» Given instruction
Copy out every one of the entries below word for word, leaving out the pictures.

» Dataset entries
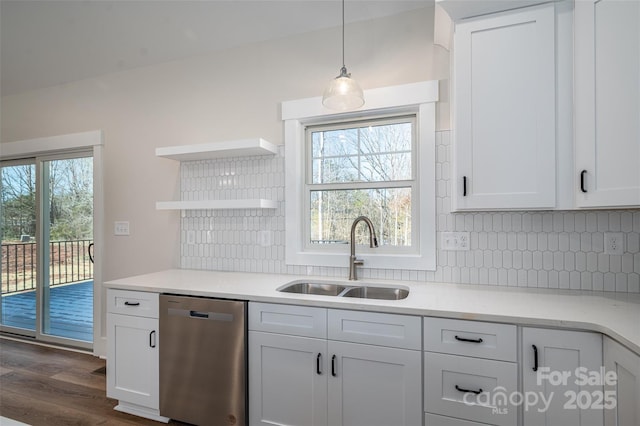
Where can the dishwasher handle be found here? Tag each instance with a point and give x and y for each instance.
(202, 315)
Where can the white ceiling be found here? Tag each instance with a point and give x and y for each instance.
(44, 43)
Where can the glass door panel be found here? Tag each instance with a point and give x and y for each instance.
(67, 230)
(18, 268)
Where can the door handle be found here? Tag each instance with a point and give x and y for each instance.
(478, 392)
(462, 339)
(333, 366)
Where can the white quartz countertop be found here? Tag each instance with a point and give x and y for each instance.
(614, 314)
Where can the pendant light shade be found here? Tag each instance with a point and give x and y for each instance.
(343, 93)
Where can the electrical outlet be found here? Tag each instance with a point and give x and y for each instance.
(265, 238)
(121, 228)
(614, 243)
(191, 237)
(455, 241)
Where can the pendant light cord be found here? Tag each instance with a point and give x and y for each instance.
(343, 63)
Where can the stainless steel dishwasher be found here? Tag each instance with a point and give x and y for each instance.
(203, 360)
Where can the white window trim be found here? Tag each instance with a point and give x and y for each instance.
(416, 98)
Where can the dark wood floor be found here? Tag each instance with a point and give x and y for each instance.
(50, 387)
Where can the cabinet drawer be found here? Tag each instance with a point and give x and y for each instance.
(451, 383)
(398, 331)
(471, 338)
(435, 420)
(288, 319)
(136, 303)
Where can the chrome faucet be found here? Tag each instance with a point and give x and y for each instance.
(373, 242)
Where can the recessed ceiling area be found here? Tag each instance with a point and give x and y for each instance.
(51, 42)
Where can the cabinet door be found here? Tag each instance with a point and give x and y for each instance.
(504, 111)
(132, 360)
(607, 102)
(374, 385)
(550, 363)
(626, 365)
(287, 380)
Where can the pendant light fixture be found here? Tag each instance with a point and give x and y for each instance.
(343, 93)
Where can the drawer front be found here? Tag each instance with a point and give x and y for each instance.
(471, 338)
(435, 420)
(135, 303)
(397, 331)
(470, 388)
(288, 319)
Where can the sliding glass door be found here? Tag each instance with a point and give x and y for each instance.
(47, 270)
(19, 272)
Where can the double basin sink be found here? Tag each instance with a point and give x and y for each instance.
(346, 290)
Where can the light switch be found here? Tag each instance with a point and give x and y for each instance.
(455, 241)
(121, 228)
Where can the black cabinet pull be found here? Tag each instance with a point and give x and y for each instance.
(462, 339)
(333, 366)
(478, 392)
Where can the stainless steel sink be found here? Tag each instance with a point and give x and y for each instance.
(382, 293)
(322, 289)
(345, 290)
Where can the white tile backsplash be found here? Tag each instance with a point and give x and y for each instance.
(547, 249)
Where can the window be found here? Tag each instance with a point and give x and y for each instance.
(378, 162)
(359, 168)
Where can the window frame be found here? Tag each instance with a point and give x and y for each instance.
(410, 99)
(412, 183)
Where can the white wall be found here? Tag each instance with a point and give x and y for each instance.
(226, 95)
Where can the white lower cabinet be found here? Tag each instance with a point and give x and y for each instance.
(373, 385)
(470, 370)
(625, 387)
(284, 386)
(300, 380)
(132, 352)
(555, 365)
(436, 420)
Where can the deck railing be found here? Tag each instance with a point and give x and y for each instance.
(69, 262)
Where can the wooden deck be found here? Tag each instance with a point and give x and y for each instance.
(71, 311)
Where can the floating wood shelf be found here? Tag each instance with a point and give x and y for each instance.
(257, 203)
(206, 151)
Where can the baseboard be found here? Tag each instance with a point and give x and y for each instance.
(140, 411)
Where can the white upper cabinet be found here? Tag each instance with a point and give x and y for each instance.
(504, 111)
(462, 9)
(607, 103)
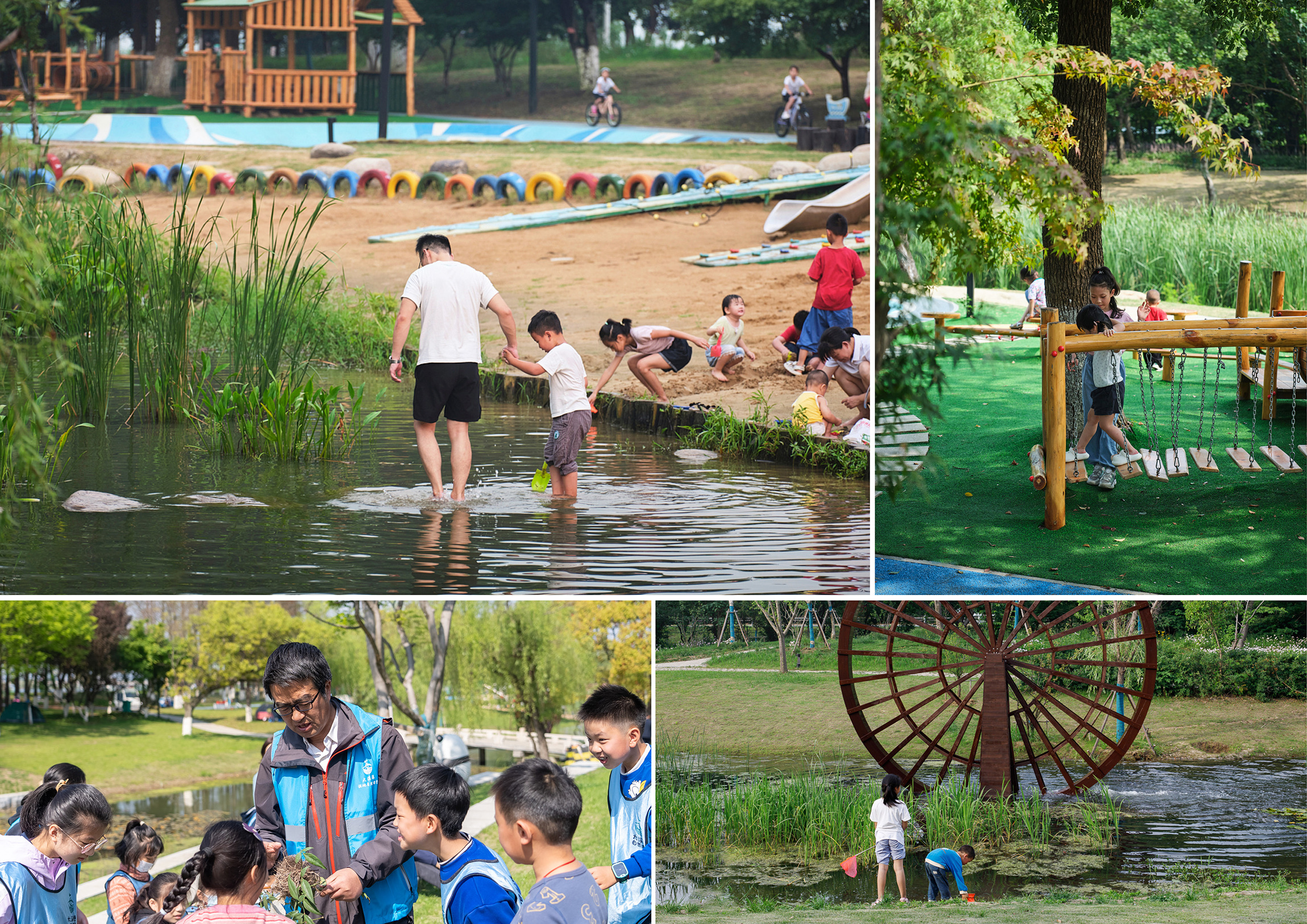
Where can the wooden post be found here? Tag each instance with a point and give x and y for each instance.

» Answer for this exercise
Where can the dishwasher handle be found here? Tag each instance with a point and give x and y for each instance.
(202, 315)
Where can the white ceiling be found here? Tag each instance with a point and give x and y for each instance.
(44, 43)
Where can the glass door panel be found here? Tag each instance with a point and give x and y for each instance.
(67, 230)
(18, 268)
Where can the door handle be found here? Tag each instance with a point and give x and y for each instance.
(478, 392)
(462, 339)
(333, 366)
Where can the white quartz countertop be found here? Tag each instance with a point and give x and y for each instance.
(614, 314)
Where can the pendant light shade be found here? Tag each instance with a point and give x and y for each instance.
(343, 93)
Where can the electrical outlet be found here? Tag each instance with a point and give x and y for each instance.
(265, 238)
(121, 228)
(614, 243)
(191, 237)
(455, 241)
Where can the pendant light cord be found here? Tag each instance with a point and give x and y for each instance.
(343, 63)
Where can the stainless steel dishwasher be found here? Tag each instance with a point and give x and y for each instance.
(203, 360)
Where can the white window trim be found here? Tag each instance with a point and give x and y for each instance.
(416, 98)
Where can the dark wood floor be found here? Tag each instance with a point and give x and y for each instance.
(50, 387)
Where can the cabinet drawer be found here? Tag each instance with a point and give x and y for each instance.
(451, 383)
(398, 331)
(471, 338)
(435, 420)
(288, 319)
(136, 303)
Where can the chrome faucet be found here? Tag each instance with a point and give x and y for each instance.
(373, 242)
Where can the recessed ceiling area be found here? Tag each instance with a point and give x and y for each instance.
(51, 42)
Where can the cabinet door be found here? Tag each instance with a point and give x and y for each instance.
(504, 111)
(132, 360)
(607, 102)
(374, 385)
(550, 363)
(626, 365)
(287, 380)
Where can the pendant light fixture be found here? Tag each instance with a point and give x and y for each instance.
(343, 93)
Where can the drawer front be found here? Tag each instance with a point and give x and y for each instance.
(471, 338)
(435, 420)
(135, 303)
(397, 331)
(470, 388)
(288, 319)
Where can the sliding glass door be found here? Tag each instance with a point and give x and y for each instance.
(47, 270)
(19, 272)
Where can the double basin sink be found here? Tag each instance with a point and give x and y for each instance.
(346, 290)
Where can the light switch be found here? Tag each instance with a point and give x and y for each instance.
(455, 241)
(121, 228)
Where can the black cabinet pull be found here? Tag each instance with a point and give x and y for each instance.
(462, 339)
(333, 366)
(478, 392)
Where can the stainless steel sink be found here? Tag each instance with a point and give x and y for each instance.
(382, 293)
(322, 289)
(345, 290)
Where can the white tile backsplash be found here? Tag each instance with a point and give x and y for each instance.
(547, 249)
Where can the window be found here? Tag each instance with a point and give x and y for each instance.
(378, 162)
(359, 168)
Where can the window frame be found here? Tag each instance with a point and give x and y for each instance.
(410, 99)
(412, 183)
Where can the white wall be found here? Tag each instance with a point and give x and y for each instance.
(226, 95)
Where can the white lower cabinet be found here? Tag each instance with a point and give x and y for each instance.
(373, 385)
(470, 370)
(625, 387)
(284, 386)
(300, 380)
(132, 352)
(555, 365)
(436, 420)
Where can the deck railing be found here? Tag each instance with a point and give x and y for each instance.
(69, 262)
Where can the wooden deck be found here? Tag each instance with a point and give x and y for each instance.
(71, 311)
Where can the floating wood shelf be found here? Tag each instance with a point and give x and y for each instance.
(257, 203)
(206, 151)
Where can the baseboard be found here? Tag each instance with a point and give x and y for each instance.
(140, 411)
Where can the white upper cabinet be found here? Tag each instance with a point and give x and y for each instance.
(504, 111)
(462, 9)
(607, 103)
Where can the wooden post be found here? Tag each instance with a point and give x and y for each instance.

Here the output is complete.